● STATED EXERCISE: Pick out every line in the records below that contains the word "flower", and copy each one.
━━━━━━
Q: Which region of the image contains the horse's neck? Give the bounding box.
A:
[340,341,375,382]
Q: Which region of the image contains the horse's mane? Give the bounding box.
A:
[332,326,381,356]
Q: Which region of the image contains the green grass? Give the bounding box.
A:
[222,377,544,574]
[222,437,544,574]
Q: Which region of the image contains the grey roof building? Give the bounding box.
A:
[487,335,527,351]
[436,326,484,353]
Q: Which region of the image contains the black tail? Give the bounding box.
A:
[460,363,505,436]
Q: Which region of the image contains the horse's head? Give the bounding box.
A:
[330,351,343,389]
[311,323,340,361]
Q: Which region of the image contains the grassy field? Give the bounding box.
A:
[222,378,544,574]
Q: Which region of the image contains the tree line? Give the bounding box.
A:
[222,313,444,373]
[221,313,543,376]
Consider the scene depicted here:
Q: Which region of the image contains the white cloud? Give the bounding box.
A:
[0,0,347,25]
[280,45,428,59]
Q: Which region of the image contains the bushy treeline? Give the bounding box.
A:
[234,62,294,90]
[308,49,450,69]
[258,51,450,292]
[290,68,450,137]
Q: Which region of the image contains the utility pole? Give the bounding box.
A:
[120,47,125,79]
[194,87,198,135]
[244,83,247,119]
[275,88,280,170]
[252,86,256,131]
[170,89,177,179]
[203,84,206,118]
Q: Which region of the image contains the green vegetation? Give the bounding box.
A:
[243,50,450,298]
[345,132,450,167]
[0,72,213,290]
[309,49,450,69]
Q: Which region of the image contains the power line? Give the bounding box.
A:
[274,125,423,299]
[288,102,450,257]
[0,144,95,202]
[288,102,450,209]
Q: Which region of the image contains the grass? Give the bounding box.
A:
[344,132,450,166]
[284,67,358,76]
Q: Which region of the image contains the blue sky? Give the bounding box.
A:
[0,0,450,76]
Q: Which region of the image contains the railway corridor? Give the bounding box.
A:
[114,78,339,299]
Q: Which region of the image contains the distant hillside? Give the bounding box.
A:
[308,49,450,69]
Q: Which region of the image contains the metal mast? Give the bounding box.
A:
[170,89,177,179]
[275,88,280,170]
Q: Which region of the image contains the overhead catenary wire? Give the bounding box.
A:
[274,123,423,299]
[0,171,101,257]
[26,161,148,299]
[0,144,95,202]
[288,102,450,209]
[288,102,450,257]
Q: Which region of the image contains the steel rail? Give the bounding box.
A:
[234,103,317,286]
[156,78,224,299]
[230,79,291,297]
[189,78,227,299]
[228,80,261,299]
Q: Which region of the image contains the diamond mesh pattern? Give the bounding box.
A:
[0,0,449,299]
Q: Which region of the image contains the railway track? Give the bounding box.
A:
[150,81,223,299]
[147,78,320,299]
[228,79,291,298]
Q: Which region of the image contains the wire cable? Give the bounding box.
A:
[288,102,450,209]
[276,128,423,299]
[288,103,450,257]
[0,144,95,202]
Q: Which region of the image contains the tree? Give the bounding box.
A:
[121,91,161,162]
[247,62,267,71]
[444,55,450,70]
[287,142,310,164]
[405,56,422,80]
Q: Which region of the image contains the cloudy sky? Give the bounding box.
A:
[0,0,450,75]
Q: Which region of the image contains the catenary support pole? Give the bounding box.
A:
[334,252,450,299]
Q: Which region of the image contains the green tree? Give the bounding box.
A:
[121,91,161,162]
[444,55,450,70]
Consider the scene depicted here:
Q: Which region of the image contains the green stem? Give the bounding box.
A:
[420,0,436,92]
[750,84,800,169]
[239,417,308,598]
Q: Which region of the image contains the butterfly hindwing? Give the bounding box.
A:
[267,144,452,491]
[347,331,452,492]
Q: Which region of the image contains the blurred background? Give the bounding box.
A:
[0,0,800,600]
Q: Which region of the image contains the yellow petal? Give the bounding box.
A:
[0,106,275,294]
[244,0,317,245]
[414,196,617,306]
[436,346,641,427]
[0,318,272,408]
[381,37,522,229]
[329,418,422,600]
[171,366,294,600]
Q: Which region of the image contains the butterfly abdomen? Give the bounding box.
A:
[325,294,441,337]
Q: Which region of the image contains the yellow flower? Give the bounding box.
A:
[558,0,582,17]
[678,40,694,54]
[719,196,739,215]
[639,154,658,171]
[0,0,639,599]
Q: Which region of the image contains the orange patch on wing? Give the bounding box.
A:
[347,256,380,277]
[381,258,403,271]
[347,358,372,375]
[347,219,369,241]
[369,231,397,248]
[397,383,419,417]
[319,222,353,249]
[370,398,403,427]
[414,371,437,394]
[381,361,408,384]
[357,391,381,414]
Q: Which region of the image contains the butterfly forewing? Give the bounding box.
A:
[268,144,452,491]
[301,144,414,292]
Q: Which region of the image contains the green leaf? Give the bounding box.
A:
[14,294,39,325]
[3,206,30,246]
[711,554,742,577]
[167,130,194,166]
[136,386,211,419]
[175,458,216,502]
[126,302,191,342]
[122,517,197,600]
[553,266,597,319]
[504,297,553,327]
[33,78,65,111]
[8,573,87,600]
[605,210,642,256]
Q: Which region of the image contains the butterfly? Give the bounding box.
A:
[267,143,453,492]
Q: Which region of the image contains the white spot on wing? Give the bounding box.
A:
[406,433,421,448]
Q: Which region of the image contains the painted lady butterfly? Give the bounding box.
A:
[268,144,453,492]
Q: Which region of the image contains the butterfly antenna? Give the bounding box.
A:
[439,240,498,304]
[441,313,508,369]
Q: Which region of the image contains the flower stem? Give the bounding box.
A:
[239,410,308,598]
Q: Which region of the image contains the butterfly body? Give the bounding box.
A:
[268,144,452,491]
━━━━━━
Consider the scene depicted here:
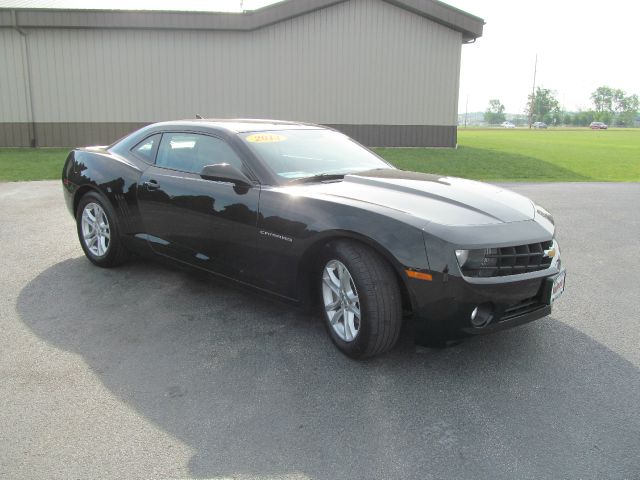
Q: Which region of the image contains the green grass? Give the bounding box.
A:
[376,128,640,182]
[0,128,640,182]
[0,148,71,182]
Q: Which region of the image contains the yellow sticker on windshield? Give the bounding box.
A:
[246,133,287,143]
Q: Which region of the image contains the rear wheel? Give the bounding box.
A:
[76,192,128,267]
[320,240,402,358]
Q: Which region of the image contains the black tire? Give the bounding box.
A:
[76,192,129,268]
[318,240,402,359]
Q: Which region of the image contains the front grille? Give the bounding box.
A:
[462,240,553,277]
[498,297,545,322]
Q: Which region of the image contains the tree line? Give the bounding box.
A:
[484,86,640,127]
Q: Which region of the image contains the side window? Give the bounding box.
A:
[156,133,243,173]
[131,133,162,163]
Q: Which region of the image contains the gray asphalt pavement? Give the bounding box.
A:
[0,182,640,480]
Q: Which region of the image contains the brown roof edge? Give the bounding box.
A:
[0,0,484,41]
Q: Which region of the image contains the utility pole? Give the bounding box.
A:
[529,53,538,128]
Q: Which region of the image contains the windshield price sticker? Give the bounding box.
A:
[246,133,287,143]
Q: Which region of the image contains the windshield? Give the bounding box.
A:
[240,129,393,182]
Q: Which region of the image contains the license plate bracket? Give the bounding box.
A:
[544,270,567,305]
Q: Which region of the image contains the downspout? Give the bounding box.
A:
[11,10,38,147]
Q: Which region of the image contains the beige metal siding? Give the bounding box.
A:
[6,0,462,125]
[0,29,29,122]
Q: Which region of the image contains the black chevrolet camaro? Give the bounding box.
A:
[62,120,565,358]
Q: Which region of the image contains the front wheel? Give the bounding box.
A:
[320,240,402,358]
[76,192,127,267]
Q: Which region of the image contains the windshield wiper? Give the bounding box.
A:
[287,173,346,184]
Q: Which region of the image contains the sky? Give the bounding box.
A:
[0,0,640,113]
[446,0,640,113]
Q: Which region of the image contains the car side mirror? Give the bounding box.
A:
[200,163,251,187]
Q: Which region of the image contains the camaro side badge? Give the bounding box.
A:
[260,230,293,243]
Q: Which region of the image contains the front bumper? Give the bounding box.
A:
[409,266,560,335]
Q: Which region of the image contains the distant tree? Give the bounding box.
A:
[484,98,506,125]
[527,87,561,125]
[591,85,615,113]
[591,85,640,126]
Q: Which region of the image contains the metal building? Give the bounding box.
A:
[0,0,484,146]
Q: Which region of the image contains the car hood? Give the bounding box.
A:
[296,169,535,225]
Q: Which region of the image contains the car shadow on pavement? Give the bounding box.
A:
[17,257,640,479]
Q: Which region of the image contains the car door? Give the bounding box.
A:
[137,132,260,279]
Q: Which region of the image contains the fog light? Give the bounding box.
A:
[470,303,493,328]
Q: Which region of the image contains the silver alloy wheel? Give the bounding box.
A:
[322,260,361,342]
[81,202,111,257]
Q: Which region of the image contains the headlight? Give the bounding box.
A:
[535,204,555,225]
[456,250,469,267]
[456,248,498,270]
━━━━━━
● SOLVED PROBLEM:
Q: Which region of the image contains the yellow flower? Give the bounding box.
Q: Which region of the image contains the flower stem? Give the bounding box.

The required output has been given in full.